# Problem statement
Copy each line below that contains the word "every".

[Start of The data]

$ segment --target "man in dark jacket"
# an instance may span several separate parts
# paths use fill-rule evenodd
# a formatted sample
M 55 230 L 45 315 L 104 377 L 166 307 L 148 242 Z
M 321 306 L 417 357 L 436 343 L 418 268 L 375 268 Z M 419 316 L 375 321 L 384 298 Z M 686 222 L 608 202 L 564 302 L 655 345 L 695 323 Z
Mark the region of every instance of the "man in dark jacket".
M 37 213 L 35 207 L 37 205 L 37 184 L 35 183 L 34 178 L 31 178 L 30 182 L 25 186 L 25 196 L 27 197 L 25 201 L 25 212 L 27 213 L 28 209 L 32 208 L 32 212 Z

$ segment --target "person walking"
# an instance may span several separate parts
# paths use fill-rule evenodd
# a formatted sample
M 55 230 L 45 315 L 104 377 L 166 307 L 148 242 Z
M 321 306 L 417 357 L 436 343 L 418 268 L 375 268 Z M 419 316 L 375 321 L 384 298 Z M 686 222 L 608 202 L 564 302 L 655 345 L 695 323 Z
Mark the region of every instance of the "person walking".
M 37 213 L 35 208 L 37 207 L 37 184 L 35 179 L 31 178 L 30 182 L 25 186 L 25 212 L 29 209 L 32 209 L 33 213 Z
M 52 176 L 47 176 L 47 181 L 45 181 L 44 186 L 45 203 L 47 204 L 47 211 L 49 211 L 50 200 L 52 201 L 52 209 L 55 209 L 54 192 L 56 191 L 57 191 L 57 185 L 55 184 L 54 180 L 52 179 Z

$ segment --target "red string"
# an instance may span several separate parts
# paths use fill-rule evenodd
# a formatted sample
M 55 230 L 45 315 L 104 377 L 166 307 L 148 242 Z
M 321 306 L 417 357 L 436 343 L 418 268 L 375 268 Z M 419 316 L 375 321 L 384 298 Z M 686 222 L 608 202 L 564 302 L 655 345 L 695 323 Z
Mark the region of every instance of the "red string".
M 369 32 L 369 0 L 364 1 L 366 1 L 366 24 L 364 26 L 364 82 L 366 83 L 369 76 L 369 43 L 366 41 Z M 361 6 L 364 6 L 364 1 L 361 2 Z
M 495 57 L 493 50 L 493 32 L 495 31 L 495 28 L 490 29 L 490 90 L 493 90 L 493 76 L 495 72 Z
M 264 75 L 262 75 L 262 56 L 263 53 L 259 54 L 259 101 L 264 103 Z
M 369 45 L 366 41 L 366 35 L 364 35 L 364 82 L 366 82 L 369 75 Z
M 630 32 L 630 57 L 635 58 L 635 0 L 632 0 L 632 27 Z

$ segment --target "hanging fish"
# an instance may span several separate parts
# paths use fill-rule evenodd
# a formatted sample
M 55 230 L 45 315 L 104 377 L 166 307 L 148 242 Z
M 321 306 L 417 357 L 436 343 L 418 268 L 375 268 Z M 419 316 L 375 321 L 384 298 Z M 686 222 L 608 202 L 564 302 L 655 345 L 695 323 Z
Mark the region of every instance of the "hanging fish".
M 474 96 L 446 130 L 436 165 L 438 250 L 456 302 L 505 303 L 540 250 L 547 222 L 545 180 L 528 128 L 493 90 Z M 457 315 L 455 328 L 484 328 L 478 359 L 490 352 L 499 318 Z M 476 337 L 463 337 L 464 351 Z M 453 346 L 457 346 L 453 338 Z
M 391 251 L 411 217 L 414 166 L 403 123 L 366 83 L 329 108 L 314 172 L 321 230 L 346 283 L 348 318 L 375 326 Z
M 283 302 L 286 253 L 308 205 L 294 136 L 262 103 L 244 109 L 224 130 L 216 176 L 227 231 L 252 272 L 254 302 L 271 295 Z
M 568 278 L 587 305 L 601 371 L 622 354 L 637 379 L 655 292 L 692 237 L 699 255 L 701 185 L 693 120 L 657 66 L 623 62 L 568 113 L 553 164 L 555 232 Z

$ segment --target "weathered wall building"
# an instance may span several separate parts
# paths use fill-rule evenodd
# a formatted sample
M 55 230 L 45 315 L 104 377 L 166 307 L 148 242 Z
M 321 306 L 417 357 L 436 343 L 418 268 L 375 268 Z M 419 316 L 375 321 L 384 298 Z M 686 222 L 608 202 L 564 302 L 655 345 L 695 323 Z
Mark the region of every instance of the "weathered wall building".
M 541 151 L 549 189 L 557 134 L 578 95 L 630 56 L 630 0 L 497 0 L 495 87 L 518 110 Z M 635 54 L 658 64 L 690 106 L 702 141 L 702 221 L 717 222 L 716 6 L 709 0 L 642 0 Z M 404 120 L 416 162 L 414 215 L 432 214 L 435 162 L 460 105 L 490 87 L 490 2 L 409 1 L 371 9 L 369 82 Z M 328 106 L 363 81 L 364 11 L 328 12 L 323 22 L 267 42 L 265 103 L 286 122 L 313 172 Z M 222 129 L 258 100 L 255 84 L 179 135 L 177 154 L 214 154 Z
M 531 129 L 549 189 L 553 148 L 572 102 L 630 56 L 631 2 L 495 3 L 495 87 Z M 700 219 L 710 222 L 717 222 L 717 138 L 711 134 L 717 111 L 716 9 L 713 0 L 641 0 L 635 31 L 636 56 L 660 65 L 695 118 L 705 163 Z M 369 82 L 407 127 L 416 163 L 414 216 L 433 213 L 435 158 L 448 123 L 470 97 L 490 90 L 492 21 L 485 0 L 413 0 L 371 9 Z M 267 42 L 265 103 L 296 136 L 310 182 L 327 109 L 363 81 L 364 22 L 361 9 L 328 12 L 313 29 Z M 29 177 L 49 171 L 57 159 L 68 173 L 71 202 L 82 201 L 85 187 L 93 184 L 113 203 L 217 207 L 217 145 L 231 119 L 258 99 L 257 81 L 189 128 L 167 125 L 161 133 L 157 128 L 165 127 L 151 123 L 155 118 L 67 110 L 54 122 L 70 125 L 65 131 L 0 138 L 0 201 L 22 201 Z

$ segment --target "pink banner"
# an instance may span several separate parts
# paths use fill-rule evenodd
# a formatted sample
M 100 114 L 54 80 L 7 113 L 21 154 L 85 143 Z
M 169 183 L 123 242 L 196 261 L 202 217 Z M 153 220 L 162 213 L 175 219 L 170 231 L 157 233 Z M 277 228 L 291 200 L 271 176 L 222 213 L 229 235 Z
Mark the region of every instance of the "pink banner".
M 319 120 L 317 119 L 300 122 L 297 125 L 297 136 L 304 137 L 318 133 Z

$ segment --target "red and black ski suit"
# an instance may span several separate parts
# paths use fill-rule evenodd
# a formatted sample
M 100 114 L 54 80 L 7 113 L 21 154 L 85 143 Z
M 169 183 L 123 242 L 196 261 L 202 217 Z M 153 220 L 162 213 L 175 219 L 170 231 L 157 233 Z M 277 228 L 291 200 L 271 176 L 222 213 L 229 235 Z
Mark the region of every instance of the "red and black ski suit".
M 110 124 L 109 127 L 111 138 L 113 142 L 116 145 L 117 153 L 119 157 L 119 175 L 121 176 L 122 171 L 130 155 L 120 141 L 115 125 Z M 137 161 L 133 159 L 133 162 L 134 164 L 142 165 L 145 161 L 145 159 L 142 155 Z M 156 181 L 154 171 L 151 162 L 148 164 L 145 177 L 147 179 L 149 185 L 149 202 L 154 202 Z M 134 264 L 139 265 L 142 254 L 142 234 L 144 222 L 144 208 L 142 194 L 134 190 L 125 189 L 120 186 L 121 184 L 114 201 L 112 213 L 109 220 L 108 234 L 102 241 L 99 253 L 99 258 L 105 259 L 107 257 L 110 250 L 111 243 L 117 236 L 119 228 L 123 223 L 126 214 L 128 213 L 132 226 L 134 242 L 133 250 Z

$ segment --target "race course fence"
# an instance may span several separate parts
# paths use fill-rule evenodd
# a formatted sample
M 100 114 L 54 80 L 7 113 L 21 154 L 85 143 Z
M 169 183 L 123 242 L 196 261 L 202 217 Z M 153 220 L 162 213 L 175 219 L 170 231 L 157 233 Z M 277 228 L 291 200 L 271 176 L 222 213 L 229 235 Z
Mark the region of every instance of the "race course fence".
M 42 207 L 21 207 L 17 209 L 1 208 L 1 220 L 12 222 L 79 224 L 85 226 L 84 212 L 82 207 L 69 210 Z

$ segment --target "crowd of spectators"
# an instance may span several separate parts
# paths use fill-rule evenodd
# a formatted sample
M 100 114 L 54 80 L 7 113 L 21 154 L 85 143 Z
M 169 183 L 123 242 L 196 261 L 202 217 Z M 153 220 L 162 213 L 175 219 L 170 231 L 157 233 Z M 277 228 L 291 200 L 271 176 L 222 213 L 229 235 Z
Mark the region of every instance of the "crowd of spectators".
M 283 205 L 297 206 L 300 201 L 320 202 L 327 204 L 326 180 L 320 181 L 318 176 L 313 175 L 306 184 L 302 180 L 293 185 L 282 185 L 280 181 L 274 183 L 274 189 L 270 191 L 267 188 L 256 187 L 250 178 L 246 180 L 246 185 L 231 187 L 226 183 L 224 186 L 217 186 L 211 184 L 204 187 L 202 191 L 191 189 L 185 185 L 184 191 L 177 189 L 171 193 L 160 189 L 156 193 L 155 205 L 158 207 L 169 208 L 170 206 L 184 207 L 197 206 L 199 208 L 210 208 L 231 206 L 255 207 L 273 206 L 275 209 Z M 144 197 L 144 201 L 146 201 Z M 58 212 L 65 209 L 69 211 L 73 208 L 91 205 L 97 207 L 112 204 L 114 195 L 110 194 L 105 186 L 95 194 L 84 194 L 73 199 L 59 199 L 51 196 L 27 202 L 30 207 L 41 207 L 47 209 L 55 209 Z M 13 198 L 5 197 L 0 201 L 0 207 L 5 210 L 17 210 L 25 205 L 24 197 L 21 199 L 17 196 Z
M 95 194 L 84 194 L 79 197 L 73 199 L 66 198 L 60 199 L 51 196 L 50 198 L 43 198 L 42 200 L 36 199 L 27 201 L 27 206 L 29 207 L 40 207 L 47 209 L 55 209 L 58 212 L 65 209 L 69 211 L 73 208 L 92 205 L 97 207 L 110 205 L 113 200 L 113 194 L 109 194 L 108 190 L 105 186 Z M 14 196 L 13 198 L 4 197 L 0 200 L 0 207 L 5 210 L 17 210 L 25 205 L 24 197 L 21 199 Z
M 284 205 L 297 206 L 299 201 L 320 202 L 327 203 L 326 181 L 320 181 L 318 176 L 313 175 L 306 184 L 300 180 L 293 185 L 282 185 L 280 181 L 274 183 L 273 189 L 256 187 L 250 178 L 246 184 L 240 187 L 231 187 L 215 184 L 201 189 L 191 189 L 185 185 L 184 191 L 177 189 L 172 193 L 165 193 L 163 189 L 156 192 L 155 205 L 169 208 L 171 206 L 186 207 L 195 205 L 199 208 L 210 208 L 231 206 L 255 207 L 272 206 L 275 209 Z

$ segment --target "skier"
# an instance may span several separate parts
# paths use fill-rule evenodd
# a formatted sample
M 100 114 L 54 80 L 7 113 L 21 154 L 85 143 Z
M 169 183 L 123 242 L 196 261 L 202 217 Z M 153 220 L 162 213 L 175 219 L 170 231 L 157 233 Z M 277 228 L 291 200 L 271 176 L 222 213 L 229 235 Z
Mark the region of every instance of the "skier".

[End of The data]

# Result for this task
Mark the region of every instance of the "man in dark jacket".
Mark the region of every instance of the "person walking".
Mark the region of every instance of the "red string".
Mark the region of every instance of the "hanging fish".
Mark the region of every instance of the "weathered wall building".
Mark the region of every instance of the "pink banner".
Mark the region of every instance of the "red and black ski suit".
Mark the region of every instance of the "race course fence".
Mark the region of every instance of the "crowd of spectators".
Mark the region of every instance of the "skier".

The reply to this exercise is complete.